Aim: Gather every line of the material below that contains the string "palm", and copy each of those lines in full. Case counts when matching.

Working data:
— START —

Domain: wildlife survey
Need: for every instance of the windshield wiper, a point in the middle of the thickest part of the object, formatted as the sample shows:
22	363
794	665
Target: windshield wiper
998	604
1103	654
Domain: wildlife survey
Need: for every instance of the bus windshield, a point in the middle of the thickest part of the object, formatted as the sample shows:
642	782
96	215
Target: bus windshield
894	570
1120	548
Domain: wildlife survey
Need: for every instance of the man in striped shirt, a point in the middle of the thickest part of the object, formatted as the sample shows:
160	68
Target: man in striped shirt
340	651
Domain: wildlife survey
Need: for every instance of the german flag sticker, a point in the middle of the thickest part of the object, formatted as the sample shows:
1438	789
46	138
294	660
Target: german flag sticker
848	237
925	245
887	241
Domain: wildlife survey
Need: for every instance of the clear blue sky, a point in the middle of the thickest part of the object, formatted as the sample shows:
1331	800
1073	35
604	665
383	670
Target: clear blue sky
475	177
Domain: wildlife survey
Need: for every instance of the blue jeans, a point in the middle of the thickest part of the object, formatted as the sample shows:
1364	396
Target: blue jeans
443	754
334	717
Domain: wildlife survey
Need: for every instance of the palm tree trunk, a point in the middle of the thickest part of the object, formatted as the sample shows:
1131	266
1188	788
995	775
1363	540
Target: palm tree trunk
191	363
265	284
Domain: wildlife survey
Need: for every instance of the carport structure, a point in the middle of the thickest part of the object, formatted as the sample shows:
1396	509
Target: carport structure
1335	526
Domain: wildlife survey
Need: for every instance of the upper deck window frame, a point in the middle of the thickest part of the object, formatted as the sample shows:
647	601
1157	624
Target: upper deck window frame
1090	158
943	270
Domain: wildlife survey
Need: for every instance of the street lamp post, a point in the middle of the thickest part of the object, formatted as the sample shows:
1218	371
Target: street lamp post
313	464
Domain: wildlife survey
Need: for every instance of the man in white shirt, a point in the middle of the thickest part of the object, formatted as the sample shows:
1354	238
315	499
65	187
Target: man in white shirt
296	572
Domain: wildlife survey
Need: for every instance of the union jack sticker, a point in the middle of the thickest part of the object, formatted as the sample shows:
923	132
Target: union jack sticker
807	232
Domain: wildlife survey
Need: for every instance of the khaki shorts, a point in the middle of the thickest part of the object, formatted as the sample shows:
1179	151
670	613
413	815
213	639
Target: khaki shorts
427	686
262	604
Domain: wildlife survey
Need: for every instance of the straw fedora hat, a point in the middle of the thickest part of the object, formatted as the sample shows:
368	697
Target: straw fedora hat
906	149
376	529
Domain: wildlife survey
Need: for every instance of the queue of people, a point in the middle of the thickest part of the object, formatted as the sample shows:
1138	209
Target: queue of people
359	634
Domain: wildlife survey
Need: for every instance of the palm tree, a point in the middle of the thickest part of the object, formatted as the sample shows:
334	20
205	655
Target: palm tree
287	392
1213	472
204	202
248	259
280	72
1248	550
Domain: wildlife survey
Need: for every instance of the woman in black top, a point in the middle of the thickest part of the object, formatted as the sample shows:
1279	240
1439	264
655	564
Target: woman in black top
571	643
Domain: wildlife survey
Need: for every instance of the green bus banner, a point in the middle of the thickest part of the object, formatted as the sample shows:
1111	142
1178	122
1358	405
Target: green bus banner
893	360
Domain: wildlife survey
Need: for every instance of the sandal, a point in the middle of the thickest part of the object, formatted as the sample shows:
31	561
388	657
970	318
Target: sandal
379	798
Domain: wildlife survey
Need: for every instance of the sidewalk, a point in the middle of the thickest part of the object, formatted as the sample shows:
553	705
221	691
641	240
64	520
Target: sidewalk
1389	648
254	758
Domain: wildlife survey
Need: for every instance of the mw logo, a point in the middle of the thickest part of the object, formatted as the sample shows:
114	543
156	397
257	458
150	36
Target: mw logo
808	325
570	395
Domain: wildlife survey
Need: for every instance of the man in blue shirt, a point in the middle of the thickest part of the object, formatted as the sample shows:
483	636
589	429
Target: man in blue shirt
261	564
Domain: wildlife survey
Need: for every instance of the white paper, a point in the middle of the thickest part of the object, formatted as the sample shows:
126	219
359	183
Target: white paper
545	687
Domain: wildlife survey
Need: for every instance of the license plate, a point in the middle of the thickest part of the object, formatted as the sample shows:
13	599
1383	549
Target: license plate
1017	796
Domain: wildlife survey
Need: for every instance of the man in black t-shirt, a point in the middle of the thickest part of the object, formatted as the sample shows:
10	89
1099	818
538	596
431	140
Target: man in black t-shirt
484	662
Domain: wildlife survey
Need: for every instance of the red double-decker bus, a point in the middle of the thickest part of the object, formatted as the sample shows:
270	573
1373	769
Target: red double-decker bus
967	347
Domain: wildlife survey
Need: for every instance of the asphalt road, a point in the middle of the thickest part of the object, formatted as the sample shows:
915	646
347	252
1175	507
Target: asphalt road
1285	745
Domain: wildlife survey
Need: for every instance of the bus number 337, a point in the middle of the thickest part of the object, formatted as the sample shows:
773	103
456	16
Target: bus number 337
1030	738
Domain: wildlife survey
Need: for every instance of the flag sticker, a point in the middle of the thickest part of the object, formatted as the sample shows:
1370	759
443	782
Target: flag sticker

— END —

Reply:
Need: for every instance of the palm tree trunk, a point in the middle of the thickest part of the object, formatted as the sample shows:
Target: palm tree trunk
Need: for every instance of the palm tree, a point in the middle of the thickest part of the object, formatted as the sample shows:
Target: palm tree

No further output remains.